_Excerto para leitura_

· · · · · · ·

Esta diversidade de regimes (patrocínio obrigatório/e não obrigatório) vem, aliás, bem explicitada por Abrantes Geraldes, Paulo Pimenta e Luís Filipe Pires de Sousa[2] do seguinte modo:
Com a notificação da revogação do mandato este extingue-se, cumprindo ao mandante constituir novo mandatário para que não fique numa situação de falta de patrocínio judiciário. Daí em diante, se a parte pretender praticar algum ato processual em ação em que seja exigido patrocínio judiciário por advogado, só poderá fazê-lo mediante a designação de novo advogado.
Diverso é o regime nos casos de renúncia. Esta é imediatamente eficaz na data em que ocorrer a notificação pessoal do mandante se o patrocínio judiciário por advogado não for obrigatório. Já nos demais casos, deu-se guarida à necessidade de tutelar os interesses da parte patrocinada, persistindo o mandato por mais 20 dias após a notificação da renúncia, sendo o mandante advertido dos efeitos que decorrem da falta de constituição de novo mandatário”.

· · · · · · ·

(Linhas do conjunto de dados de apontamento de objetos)
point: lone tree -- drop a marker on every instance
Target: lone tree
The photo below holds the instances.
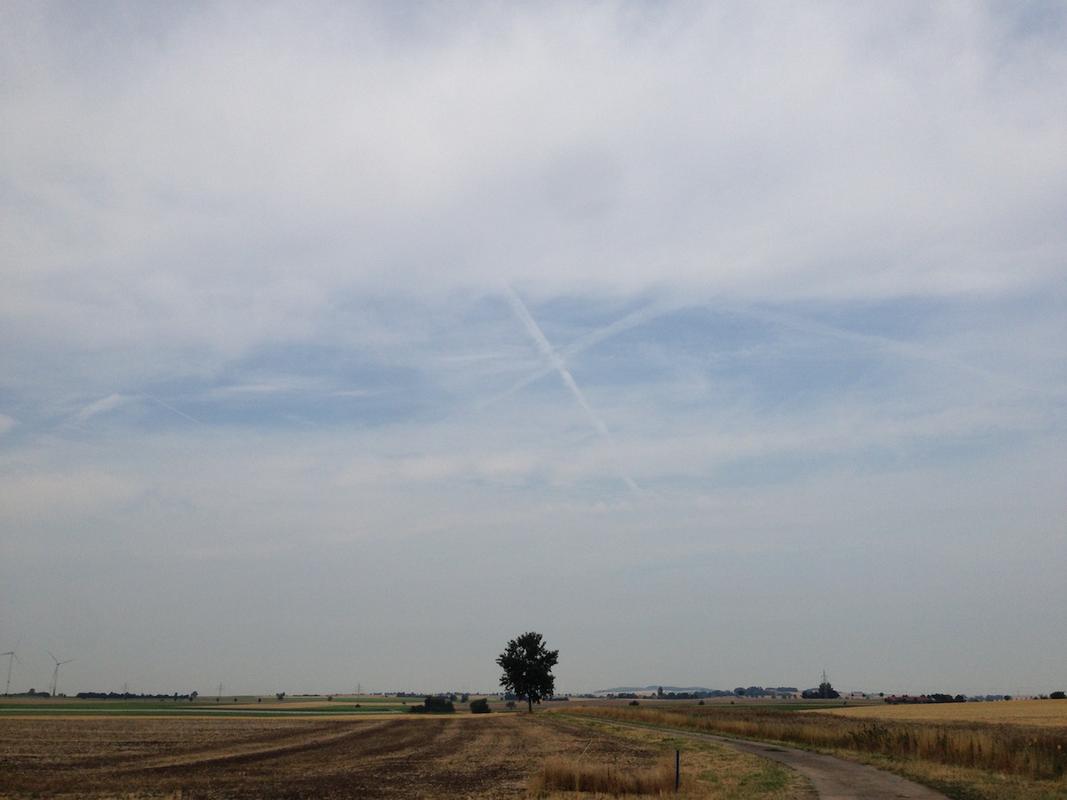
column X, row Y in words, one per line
column 527, row 668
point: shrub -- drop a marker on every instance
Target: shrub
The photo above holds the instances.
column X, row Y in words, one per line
column 434, row 705
column 568, row 774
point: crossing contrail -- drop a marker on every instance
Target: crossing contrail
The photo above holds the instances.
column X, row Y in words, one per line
column 559, row 366
column 631, row 320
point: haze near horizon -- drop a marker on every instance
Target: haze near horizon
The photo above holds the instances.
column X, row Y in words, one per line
column 720, row 345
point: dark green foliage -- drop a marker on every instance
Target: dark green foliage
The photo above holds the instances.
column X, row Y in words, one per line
column 433, row 704
column 527, row 668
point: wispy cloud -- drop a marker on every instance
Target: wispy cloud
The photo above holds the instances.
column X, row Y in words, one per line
column 560, row 367
column 102, row 406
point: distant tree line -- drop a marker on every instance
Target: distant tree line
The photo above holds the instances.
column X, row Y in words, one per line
column 934, row 698
column 127, row 696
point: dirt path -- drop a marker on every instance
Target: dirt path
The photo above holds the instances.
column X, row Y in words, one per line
column 833, row 779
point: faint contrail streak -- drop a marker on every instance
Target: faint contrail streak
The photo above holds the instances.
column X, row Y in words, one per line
column 171, row 408
column 557, row 363
column 631, row 320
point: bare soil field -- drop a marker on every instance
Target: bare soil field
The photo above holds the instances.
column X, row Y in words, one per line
column 209, row 758
column 1039, row 713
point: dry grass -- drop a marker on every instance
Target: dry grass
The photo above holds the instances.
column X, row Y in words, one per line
column 573, row 774
column 1035, row 713
column 710, row 771
column 1036, row 753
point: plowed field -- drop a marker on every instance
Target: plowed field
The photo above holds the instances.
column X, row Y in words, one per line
column 129, row 757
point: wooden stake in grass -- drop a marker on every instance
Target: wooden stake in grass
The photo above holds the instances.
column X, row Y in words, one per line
column 569, row 774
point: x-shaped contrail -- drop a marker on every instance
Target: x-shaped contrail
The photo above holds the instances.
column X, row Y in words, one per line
column 556, row 363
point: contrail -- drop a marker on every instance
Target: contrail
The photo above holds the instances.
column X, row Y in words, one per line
column 584, row 342
column 171, row 408
column 557, row 364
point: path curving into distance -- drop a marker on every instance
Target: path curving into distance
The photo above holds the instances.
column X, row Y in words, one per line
column 833, row 779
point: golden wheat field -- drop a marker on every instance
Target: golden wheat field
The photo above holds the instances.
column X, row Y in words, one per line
column 344, row 758
column 1040, row 713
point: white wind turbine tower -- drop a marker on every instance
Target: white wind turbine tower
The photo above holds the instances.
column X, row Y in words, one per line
column 56, row 672
column 11, row 660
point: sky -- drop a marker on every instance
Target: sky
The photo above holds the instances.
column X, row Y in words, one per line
column 720, row 342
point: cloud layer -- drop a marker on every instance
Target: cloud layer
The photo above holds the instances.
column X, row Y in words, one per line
column 375, row 318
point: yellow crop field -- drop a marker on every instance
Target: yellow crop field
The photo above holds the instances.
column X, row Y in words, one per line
column 1041, row 713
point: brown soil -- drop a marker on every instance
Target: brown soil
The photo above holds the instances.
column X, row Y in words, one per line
column 213, row 758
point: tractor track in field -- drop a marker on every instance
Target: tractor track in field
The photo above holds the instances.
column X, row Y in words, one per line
column 832, row 778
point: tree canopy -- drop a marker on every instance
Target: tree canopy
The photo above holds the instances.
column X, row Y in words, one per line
column 527, row 668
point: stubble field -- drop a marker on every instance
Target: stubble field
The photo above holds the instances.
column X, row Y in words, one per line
column 209, row 758
column 1036, row 713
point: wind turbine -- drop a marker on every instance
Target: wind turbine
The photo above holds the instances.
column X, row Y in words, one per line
column 56, row 672
column 11, row 660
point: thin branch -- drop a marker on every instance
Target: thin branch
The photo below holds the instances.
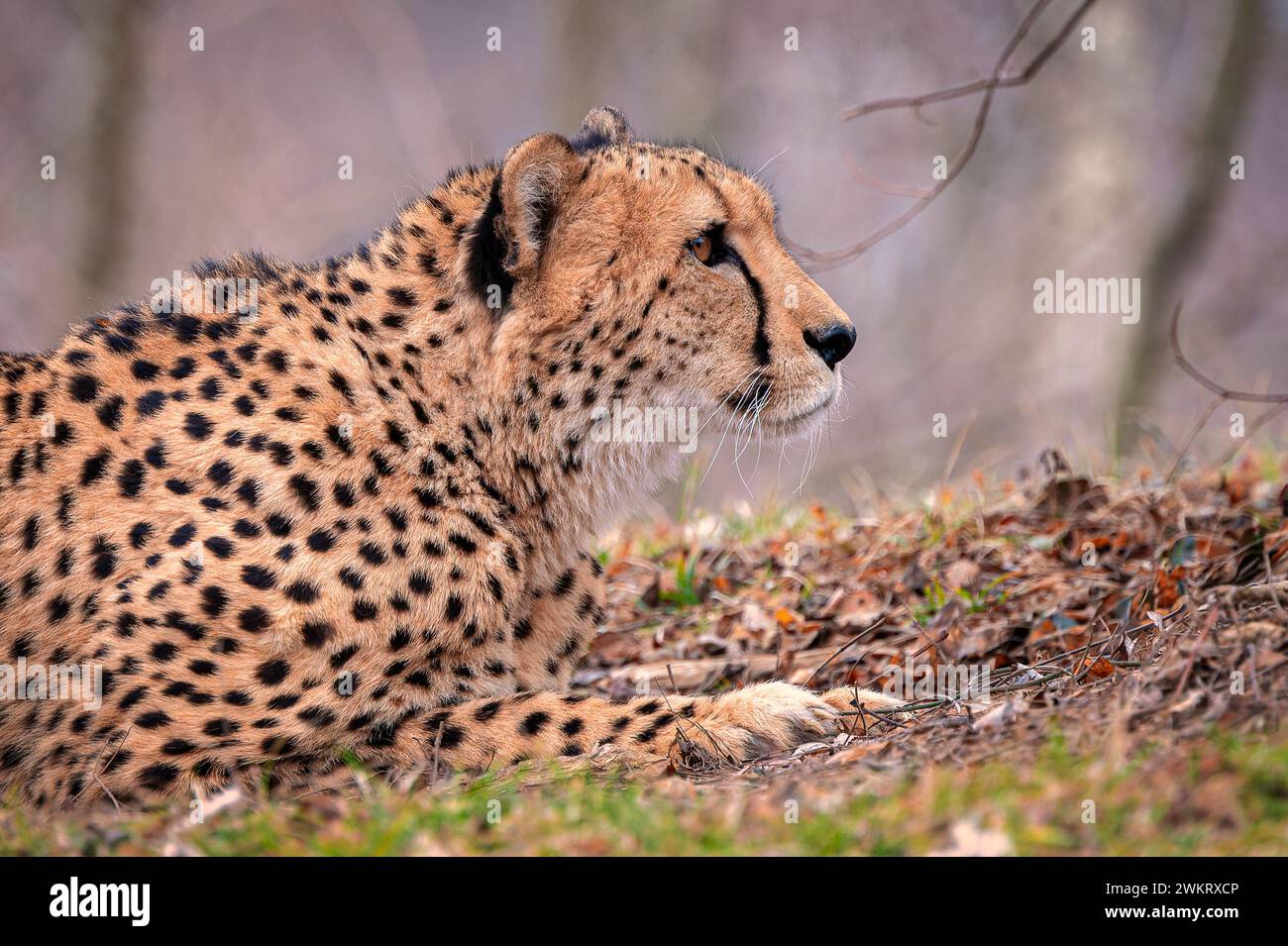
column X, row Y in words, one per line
column 1000, row 78
column 1223, row 395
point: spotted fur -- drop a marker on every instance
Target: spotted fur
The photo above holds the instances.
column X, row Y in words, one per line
column 351, row 523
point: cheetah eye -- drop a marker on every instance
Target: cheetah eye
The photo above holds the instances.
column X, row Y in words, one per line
column 707, row 246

· · · · · · ·

_Objetivo do exercício_
Pode reescrever o excerto sobre revogação e renúncia do mandato, começando em "Esta diversidade de" e terminando em "de novo advogado.", trocando "mandante" por "cliente"? As entradas são material à parte, independente do excerto.

_Resposta do exercício_
Esta diversidade de regimes (patrocínio obrigatório/e não obrigatório) vem, aliás, bem explicitada por Abrantes Geraldes, Paulo Pimenta e Luís Filipe Pires de Sousa[2] do seguinte modo:
Com a notificação da revogação do mandato este extingue-se, cumprindo ao cliente constituir novo mandatário para que não fique numa situação de falta de patrocínio judiciário. Daí em diante, se a parte pretender praticar algum ato processual em ação em que seja exigido patrocínio judiciário por advogado, só poderá fazê-lo mediante a designação de novo advogado.